═══ Given information ═══
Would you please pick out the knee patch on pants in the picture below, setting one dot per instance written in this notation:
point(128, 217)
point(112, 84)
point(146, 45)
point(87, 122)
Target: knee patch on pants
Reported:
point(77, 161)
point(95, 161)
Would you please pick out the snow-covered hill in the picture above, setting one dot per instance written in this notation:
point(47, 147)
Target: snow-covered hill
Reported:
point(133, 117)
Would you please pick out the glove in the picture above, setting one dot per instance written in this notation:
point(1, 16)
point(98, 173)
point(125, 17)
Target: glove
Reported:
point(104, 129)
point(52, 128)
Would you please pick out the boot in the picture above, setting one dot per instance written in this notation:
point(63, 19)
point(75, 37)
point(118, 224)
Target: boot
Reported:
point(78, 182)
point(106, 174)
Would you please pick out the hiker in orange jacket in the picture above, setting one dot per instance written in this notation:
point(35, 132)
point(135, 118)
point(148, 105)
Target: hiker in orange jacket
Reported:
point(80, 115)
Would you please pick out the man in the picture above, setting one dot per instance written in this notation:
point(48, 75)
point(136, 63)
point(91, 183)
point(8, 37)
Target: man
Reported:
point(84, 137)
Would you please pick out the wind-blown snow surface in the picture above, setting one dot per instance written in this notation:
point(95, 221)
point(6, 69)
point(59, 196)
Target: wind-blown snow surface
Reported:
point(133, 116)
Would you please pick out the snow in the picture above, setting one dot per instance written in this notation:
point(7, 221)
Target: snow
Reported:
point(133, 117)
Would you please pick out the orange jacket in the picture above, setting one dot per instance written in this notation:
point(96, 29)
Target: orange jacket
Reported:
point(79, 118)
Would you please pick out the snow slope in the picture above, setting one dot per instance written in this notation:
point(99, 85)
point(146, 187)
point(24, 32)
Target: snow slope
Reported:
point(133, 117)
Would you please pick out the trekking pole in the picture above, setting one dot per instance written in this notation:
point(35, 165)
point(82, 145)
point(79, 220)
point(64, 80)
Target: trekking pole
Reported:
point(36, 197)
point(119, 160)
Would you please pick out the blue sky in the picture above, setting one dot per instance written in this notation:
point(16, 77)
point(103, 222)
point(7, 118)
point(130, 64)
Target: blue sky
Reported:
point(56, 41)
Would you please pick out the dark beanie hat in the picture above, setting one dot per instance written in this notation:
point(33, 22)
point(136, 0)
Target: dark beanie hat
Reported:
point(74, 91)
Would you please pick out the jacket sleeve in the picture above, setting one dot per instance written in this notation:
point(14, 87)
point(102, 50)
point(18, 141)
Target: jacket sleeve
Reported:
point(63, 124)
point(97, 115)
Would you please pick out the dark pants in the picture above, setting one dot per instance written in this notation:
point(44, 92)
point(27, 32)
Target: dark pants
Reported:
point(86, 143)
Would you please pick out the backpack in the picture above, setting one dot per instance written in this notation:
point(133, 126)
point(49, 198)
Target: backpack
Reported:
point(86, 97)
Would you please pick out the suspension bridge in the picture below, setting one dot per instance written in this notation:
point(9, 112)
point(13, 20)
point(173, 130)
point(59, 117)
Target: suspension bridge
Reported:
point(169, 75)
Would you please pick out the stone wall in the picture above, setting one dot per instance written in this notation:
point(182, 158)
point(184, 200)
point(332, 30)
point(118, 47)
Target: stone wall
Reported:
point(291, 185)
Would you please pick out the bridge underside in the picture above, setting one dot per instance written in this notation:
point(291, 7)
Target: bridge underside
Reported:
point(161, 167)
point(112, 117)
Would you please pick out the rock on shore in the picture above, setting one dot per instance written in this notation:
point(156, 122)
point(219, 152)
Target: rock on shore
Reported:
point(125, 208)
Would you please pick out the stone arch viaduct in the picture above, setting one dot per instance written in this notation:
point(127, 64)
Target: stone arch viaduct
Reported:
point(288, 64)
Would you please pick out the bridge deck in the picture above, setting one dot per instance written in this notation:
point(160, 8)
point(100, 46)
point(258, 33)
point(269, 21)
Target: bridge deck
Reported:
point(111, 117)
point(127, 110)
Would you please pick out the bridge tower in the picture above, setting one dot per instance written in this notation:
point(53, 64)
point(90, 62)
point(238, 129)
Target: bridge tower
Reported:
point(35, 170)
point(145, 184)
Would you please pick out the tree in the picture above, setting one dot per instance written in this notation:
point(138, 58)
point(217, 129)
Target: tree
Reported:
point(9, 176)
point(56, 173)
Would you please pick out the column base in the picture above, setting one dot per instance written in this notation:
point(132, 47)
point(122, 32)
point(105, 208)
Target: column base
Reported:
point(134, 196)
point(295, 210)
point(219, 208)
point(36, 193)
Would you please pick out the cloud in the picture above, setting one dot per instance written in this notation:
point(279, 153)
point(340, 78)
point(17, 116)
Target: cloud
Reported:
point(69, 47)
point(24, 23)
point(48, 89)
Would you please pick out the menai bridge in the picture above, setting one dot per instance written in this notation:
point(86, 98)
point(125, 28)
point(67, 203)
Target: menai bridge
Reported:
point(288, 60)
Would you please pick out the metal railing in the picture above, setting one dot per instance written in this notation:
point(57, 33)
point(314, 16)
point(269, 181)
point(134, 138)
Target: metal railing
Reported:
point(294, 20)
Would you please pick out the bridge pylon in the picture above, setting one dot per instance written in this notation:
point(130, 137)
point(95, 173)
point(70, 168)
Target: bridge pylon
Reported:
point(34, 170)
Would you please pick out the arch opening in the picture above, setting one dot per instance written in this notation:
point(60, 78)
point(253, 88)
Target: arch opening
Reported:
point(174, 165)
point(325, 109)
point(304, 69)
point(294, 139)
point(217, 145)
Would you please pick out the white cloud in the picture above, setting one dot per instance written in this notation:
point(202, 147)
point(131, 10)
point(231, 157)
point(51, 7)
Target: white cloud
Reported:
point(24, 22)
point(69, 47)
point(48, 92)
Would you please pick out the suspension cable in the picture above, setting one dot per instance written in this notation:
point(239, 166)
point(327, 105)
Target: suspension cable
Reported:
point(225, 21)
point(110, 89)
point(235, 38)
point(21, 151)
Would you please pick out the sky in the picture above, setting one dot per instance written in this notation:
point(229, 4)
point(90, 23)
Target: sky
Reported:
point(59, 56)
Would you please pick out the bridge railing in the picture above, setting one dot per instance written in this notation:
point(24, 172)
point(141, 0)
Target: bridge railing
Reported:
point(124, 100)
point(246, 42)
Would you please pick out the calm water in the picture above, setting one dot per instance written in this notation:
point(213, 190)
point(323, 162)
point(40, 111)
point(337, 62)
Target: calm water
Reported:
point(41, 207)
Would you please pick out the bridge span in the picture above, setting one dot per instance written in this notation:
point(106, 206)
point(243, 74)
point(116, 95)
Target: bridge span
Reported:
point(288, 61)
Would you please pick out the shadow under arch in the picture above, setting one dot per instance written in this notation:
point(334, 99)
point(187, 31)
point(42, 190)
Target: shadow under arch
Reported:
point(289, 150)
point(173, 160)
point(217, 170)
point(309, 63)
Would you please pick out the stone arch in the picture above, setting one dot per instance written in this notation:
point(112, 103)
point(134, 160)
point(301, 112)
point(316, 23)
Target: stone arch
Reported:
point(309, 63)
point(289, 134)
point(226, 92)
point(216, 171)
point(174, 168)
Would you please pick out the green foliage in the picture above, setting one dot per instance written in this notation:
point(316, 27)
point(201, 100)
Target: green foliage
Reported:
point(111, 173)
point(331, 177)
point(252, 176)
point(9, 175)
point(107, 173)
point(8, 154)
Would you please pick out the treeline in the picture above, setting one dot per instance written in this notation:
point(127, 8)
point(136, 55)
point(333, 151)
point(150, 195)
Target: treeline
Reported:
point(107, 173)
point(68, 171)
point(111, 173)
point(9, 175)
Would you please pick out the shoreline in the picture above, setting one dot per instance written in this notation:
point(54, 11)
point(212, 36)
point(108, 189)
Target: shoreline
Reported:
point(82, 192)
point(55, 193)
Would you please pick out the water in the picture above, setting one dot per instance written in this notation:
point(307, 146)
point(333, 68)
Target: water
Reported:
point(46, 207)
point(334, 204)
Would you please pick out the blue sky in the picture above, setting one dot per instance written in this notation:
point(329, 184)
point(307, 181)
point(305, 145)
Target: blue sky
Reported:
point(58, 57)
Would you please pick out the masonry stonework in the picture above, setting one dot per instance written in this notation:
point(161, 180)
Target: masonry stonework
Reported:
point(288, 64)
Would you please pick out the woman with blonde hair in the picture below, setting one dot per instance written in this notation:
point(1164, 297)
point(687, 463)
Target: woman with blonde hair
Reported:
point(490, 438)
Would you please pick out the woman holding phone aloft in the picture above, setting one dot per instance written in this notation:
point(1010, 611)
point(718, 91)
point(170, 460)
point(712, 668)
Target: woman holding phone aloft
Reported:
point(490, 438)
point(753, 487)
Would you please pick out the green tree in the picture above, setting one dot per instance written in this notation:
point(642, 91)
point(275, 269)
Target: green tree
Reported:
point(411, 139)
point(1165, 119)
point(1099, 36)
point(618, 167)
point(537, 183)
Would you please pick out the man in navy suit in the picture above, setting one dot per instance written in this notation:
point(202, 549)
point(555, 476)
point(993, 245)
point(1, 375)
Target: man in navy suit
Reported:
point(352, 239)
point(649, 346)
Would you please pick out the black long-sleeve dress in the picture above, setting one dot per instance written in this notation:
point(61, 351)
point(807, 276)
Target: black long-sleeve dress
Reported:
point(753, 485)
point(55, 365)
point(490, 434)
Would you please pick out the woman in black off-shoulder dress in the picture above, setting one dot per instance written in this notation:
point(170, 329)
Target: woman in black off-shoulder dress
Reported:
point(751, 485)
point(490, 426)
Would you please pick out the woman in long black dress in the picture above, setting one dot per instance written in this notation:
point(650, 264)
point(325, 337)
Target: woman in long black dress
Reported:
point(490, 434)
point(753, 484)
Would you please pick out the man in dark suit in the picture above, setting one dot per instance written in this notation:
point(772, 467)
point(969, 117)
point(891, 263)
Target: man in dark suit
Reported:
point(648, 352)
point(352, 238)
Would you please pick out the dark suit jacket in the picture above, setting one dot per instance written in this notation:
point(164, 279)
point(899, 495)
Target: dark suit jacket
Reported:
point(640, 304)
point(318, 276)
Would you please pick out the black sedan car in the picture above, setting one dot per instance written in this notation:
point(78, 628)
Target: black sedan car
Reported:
═══
● **Problem details**: Begin at the line containing "Target: green tree" and reproduce each line through the end of the records above.

● **Your solution**:
Target: green tree
Reported:
point(411, 139)
point(1165, 119)
point(1099, 36)
point(618, 167)
point(537, 183)
Would you please pick out the man in navy suit in the picture above, setting one dot per instance written in this notation:
point(202, 549)
point(555, 476)
point(993, 245)
point(1, 375)
Target: man in navy suit
Reported:
point(352, 239)
point(649, 346)
Would you please pick out the black long-sleeve dress in the picture above, setting one dot per instance written in this notation:
point(61, 351)
point(807, 276)
Target: black long-sleeve dress
Reported:
point(753, 485)
point(55, 365)
point(490, 434)
Would you please pick out the woman in black off-shoulder dress in the picture above, setting one dot per instance written in this notation:
point(170, 329)
Target: woman in black off-shoulder dress
Reported:
point(751, 485)
point(490, 426)
Would you please pick out the woman in long black dress in the picture above, setting one dot per instance written in this notation:
point(650, 264)
point(325, 337)
Target: woman in long black dress
Reported:
point(490, 434)
point(753, 484)
Would you please pick out the man in dark suit in the picture above, setting one dot per instance written in this notation:
point(772, 467)
point(969, 117)
point(891, 263)
Target: man in dark suit
Reported:
point(648, 352)
point(352, 238)
Would you please pick out the dark suit jacket in the picture above, setting one dot per instance written in this notation:
point(164, 279)
point(899, 495)
Target: dark suit jacket
Reported:
point(640, 304)
point(318, 276)
Would you please pick out the black sedan car in the picture above, setting one dot per instance written in this notation:
point(78, 628)
Target: black sedan car
Reported:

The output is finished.